# DATA SUPPLIED
==*==

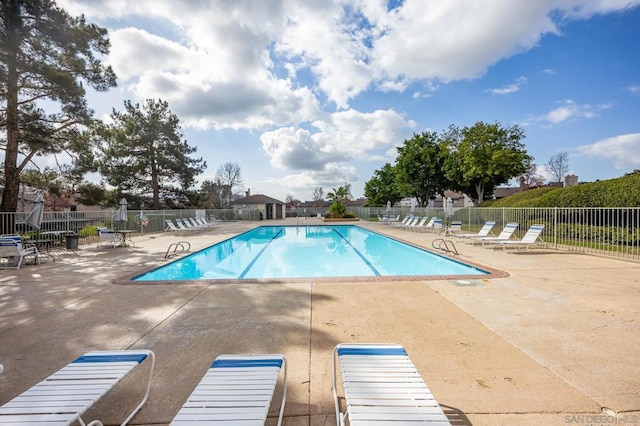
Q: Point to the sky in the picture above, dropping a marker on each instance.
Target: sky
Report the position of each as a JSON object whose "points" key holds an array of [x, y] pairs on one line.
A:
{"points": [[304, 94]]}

==*==

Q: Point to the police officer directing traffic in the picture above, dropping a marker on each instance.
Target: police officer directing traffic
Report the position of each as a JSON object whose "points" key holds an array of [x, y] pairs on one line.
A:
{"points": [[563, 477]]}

==*==

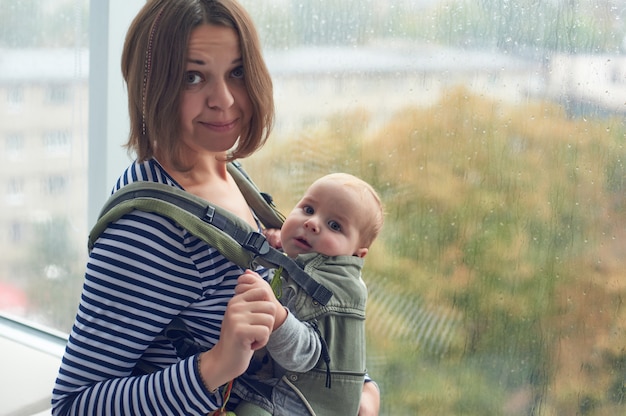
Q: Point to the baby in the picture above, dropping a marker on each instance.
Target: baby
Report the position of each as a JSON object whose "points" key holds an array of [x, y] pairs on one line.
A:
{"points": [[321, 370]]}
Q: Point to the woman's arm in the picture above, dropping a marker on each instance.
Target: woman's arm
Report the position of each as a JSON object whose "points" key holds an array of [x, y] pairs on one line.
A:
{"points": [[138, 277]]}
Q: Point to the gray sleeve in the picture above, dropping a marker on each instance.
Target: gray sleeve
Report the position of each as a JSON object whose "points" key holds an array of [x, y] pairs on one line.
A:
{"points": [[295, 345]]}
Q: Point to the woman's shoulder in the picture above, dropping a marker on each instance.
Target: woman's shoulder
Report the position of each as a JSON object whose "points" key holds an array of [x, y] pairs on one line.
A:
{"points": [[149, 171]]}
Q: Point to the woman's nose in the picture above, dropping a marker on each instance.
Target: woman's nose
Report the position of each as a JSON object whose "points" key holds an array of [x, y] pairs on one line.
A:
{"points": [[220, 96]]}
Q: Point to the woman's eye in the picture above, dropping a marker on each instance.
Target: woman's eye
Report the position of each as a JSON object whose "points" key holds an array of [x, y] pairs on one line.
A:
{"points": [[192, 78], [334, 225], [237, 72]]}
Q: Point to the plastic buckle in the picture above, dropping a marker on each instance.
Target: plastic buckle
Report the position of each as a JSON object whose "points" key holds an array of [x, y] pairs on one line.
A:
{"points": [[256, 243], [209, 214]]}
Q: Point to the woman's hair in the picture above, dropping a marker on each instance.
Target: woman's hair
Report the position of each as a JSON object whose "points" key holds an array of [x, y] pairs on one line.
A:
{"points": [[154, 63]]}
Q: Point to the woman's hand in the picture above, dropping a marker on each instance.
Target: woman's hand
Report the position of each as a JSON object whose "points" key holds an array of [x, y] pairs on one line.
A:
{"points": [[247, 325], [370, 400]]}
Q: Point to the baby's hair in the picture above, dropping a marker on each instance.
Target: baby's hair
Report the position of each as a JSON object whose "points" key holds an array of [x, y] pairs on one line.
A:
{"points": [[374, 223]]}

==*==

# DO THIS
Show every line in the rows above that contains the string "marker", copying each line in full.

# EXPECTED ANSWER
Q: Point to the sky in the picture above, dropping a marker on each instance.
Q: Point to the police officer directing traffic in the picture above, dropping a marker on each instance.
Q: Point to the baby in the picture above, dropping a marker on each instance.
Q: Point to the woman's arm in the picture above, dropping a marker on each instance.
Q: Point to the gray sleeve in the picture above, dropping a marker on each instance.
Q: Point to the woman's shoulder in the picture above, dropping a marker on each instance.
Q: Point to the woman's nose in the picture above, dropping a marker on each instance.
Q: Point to the woman's eye in the picture above, dropping a marker on each instance.
Q: Point to the plastic buckle in the picture above, dropping a marker on each instance.
Q: Point to the woman's hair in the picture above, dropping a marker on each instance.
Q: Point to the woman's hand in the picture above, dropping a marker on each instance.
Q: Point to the baby's hair in the picture above, dropping a marker on each instance.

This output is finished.